WRITTEN EXERCISE 1
Summarize the page on DISC phonemic transcription in two sentences.
WRITTEN EXERCISE 2
Go on with the page on DISC phonemic transcription, picking up after its last line.

SOURCE
====================
Phonemic transcription with the DISC alphabet

APLS primarily uses the DISC phonemic alphabet¹ for representing speech sounds (specifically, phonemes), rather than the International Phonetic Alphabet (IPA). DISC creates a one-to-one mapping between sounds and symbols like the IPA, but unlike the IPA, DISC only uses symbols that appear on a standard QWERTY keyboard. While the IPA is widely-recognized among linguists, many IPA characters are hard for end-users to input and difficult for computers to store.² As a result, APLS uses DISC internally for storing and searching phonological data, it exports phonological data in DISC, and APLS transcribers use DISC for “pronounce codes” when a word’s pronunciation needs to be specified (e.g., an incomplete word). In APLS, IPA is used only for displaying phonological data to end-users.

APLS uses a subset of DISC relevant to North American Englishes. In APLS, we use DISC symbols for phonemic representations of sounds, not phonetic representations. As a result, the APLS subset of DISC doesn’t have symbols for [ɾ] or [ʔ] (flap or glottal stop); in North American Englishes, these surface only as allophones of /t/.

In this document, fixed-width font is used for symbols you actually type into APLS search fields or a transcription program (Praat or Elan).

On this page

DISC consonants
1. Non-syllabic consonants
2. Syllabic consonants
DISC vowels
Transcribing words using DISC
Suggesting new dictionary entries

DISC consonants

Non-syllabic consonants

IPA	DISC	English	DISC
p	p	pat	p{t
b	b	bad	b{d
t	t	tack	t{k
d	d	dad	d{d
k	k	cad	k{d
ɡ	g	gap	g{p
f	f	fad	f{d
v	v	vat	v{t
θ	T	thin	TIn
ð	D	then	DEn
s	s	sap	s{p
z	z	zap	z{p
ʃ	S	sheep	Sip
ʒ	Z	measure	mEZ@r
h	h	had	h{d
tʃ	J	cheap	Jip
dʒ	_	jeep	_ip
m	m	mad	m{d
n	n	nat	n{t
ŋ	N	bang	b{N
l	l	lad	l{d
ɹ	r	rad	r{d
w	w	wet	wEt
j	j	yet	jEt

Syllabic consonants

IPA	DISC	English	DISC
m̩	F	idealism	2dilIzF
n̩	H	burden	b3rdH
l̩	P	dangle	d{NgP

DISC vowels

Monophthongs not before /ɹ/

IPA	DISC	English	DISC
i	i	fleece	flis
ɪ	I	kit	kIt
ε	E	dress	drEs
æ	{	trap	tr{p
ɑ	Q	lot	lQt
ɔ	$	thought	T$t
ʌ	V	strut	strVt
ʊ	U	foot	fUt
u	u	goose	gus
ə	@	comma	kQm@

Monophthongs before /ɹ/

IPA	DISC	English	DISC
ɪɹ	7r	near	n7r
εɹ	8r	square	skw8r
aɹ	#r	start	st#rt
ɝ	3r	nurse	n3rs
ɔɹ	$r	force	f$rs
ʊɹ	9r	cure	kj9r
ɚ	@r	letter	lEt@r

Diphthongs

IPA	DISC	English	DISC
eɪ	1	face	f1s
aɪ	2	price	pr2s
aʊ	6	mouth	m6T
ɔɪ	4	choice	J4s
oʊ	5	goat	g5t

Transcribing words using DISC

As noted above, DISC transcription is phonemic rather than phonetic. Here are some other things to note:

Monophthongs before /ɹ/ should always be transcribed with the DISC r symbol (see examples above)
====================
DATA EXCERPT
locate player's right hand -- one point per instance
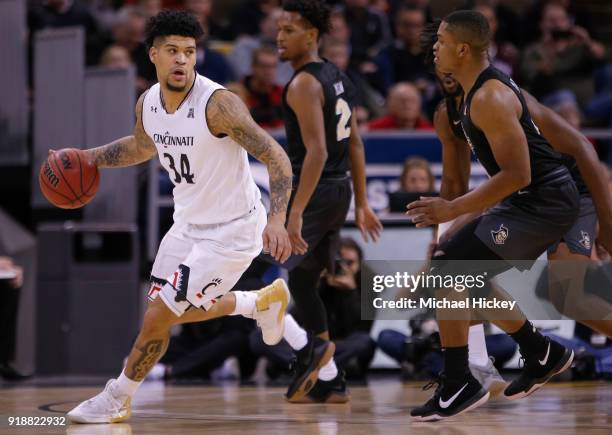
====================
FINAL ANSWER 1
APLS represents phonemes with the DISC alphabet instead of the IPA, since DISC keeps a one-to-one sound-symbol mapping with only standard QWERTY characters, while many IPA characters are hard to type and to store. DISC is therefore used for storing, searching, exporting, and pronounce codes, and IPA is used only for display to end-users; the page also lays out the phonemic subset for North American Englishes (consonants, syllabic consonants, vowels before and not before /ɹ/, and diphthongs), which has no symbols for the flap or glottal stop.

FINAL ANSWER 2
- Exception: the speaker cuts off the word before an /ɹ/ (e.g., cutting off start as sta~[st#]
IPA makes a distinction between stressed central vowels /ʌ ɝ/ and unstressed central vowels /ə ɚ/. Similiarly, use DISC V/3r for stressed vowels and @/@r for unstressed vowels
- Exception: Always use 3r for -burg(h), even if it’s unstressed (e.g., Pittsburghese is pItsb3rgiz not pItsb@rgiz)
Use the DISC symbols for syllabic consonants, F/H/P, rather than @m/@n/@l (see examples above)
- Exception: Don’t use these symbols for onsets (e.g., Panera is p@n8r@, not pH8r@)
For word-final high front vowels, use i rather than I (i.e., we assume universal happy-tensing)
When /ŋ/ comes before a vowel or syllabic consonant, assume it’s followed by /g/ (e.g., dangle is d{NgP, not d{NP)
Don’t forget that nk in English spelling is usually /ŋk/ (DISC Nk) rather than /nk/ (DISC nk)
If you have the cot–caught merger in production and/or perception, ask a non-merged friend to help you decide whether to transcribe Q or $.
Unstressed vowels can be tricky!
- For “schwi”, use @ rather than I (e.g., breathless is brETl@s not brETlIs)
- Same for ‘s after a sibilant (e.g., Lutz’s is lVts@z not lVtsIz)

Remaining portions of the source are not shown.